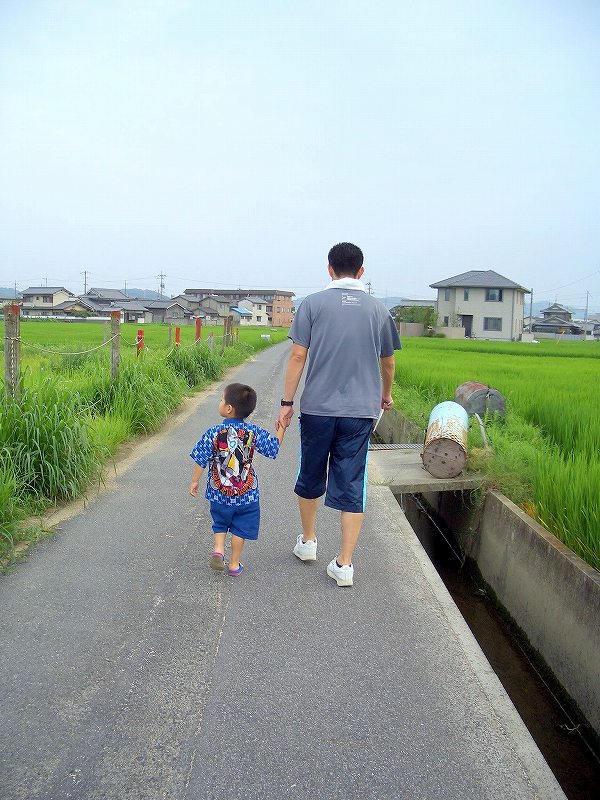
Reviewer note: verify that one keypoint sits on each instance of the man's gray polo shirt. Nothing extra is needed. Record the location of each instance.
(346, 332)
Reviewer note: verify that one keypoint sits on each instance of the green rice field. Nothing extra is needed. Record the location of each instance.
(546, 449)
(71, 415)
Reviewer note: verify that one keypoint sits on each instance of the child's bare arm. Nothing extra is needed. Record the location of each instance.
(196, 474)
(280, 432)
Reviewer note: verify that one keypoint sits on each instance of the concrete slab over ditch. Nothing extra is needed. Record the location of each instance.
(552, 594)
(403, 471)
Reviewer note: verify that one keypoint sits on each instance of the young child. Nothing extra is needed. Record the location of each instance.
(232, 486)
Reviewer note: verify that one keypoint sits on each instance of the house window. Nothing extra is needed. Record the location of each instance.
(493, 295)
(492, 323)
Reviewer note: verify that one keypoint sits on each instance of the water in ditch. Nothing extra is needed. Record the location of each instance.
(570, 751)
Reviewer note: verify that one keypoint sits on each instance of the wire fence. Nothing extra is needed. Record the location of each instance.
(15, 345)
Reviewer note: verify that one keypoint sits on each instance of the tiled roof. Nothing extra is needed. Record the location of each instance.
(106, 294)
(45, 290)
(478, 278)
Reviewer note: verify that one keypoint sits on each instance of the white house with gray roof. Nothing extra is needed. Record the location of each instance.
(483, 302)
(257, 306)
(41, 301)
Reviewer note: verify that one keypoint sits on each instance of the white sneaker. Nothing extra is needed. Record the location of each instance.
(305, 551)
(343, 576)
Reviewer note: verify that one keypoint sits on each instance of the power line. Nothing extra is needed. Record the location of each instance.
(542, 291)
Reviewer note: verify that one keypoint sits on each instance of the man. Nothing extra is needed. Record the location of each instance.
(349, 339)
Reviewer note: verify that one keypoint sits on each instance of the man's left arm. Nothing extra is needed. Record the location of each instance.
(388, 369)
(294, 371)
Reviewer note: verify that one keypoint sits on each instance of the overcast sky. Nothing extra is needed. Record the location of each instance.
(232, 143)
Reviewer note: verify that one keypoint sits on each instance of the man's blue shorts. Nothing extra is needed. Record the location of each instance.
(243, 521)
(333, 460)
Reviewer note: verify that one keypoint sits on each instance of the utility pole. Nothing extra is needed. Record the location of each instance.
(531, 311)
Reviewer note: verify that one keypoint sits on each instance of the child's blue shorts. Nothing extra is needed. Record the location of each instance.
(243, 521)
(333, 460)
§
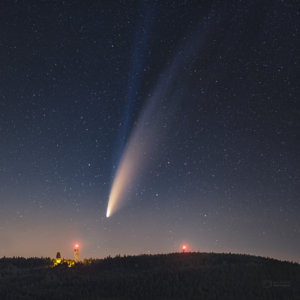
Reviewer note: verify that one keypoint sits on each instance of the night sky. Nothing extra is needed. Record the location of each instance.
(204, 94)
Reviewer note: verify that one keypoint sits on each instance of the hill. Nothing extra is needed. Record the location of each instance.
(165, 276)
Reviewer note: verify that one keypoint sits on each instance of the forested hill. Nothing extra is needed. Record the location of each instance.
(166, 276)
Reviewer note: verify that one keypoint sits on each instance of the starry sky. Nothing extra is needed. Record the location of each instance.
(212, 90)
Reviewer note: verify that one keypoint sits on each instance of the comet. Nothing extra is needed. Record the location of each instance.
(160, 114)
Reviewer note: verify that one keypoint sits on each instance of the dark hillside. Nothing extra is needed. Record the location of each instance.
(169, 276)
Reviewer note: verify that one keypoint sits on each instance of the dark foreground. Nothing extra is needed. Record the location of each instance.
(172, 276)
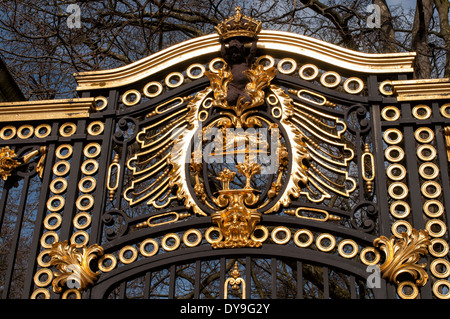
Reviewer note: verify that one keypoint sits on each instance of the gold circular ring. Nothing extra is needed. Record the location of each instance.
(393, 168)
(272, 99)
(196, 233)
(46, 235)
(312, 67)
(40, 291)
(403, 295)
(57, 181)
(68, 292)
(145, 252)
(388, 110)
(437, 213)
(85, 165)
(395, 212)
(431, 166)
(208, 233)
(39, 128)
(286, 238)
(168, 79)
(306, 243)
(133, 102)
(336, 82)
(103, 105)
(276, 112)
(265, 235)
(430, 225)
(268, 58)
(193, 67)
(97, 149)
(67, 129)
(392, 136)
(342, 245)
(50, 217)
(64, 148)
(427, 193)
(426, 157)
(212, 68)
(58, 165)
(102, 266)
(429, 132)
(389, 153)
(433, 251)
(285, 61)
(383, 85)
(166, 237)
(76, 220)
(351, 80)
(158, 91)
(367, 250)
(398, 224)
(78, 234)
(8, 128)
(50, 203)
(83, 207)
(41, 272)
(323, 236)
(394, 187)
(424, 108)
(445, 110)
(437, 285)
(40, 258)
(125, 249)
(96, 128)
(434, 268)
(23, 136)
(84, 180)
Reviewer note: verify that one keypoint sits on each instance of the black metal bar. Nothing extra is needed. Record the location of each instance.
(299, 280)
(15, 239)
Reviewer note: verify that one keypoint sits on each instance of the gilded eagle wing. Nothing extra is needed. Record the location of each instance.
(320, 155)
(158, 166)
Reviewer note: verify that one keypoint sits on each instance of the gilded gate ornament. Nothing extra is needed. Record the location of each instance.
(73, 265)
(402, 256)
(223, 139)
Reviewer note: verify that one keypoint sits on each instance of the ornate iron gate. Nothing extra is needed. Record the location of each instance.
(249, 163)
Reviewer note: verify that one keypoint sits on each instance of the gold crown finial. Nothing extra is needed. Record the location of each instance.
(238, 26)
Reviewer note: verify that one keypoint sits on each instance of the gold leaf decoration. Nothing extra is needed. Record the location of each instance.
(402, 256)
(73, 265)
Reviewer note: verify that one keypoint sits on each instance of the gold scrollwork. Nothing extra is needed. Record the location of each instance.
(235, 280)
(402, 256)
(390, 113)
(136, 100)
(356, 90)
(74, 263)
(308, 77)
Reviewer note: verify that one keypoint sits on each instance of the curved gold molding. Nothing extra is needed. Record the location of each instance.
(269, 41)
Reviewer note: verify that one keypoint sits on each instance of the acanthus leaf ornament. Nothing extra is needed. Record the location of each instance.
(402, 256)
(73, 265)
§
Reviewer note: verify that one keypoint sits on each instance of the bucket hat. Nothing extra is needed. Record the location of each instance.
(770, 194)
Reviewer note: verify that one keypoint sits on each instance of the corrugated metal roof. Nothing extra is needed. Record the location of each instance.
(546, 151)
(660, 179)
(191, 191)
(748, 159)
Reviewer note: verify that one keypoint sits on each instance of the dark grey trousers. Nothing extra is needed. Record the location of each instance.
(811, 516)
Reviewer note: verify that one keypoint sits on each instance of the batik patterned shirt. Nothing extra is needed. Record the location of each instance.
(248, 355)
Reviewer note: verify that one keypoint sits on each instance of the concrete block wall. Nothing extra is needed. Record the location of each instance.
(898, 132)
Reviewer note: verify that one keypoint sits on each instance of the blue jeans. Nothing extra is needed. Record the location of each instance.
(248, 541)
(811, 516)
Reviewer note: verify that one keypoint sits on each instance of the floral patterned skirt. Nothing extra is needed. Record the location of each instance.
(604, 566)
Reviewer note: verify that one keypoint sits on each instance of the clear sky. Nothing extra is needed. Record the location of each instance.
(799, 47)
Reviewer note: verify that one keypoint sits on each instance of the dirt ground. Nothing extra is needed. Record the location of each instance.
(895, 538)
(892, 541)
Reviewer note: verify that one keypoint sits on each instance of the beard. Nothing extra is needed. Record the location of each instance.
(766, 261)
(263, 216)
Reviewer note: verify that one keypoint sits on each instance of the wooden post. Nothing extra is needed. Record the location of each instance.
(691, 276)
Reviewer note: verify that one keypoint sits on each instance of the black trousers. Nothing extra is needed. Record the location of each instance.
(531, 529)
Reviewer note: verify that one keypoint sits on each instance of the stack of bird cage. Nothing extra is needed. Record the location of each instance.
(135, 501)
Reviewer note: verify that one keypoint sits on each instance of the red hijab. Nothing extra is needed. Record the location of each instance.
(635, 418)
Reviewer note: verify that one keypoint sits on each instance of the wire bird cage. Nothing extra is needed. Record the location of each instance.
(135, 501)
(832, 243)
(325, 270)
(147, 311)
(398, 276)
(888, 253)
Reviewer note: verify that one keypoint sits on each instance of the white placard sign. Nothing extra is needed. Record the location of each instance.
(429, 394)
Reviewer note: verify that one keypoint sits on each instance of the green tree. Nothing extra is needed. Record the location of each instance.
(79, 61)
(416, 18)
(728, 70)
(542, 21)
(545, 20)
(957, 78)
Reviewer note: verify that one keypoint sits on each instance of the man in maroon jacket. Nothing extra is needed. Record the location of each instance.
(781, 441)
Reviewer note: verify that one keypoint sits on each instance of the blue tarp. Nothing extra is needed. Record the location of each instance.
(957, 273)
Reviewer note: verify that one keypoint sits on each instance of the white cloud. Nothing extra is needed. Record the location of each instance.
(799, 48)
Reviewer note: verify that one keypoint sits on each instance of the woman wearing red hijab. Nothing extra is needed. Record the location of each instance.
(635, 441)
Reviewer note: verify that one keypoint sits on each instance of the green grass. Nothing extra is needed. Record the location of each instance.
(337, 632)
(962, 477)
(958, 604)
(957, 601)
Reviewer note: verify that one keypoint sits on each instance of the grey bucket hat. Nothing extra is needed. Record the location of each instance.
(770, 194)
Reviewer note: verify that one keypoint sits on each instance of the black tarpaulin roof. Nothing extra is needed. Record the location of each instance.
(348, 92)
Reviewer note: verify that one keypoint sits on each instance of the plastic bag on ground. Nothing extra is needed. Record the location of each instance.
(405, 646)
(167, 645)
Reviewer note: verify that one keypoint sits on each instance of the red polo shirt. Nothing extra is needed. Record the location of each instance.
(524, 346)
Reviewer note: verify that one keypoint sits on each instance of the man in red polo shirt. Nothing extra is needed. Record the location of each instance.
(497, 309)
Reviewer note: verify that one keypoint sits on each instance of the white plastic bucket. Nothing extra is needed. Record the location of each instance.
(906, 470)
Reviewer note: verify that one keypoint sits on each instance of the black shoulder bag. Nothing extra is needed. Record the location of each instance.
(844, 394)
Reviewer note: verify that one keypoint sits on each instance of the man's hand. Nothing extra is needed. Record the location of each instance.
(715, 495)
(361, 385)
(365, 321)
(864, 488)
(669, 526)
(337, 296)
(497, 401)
§
▶ _WHAT IS ASKED_: Pull out each line of the data above that contains the word "concrete", copying the lines in the order they appear.

▶ _COMPLETED TASK_:
Reviewer note: verify that one keypoint sits on each instance of the concrete slab over ditch. Nothing extra is needed. Record the location of each instance.
Reviewer note: verify that one keypoint sits on each instance of the concrete block wall. Nothing extra is needed. Record the location of each instance.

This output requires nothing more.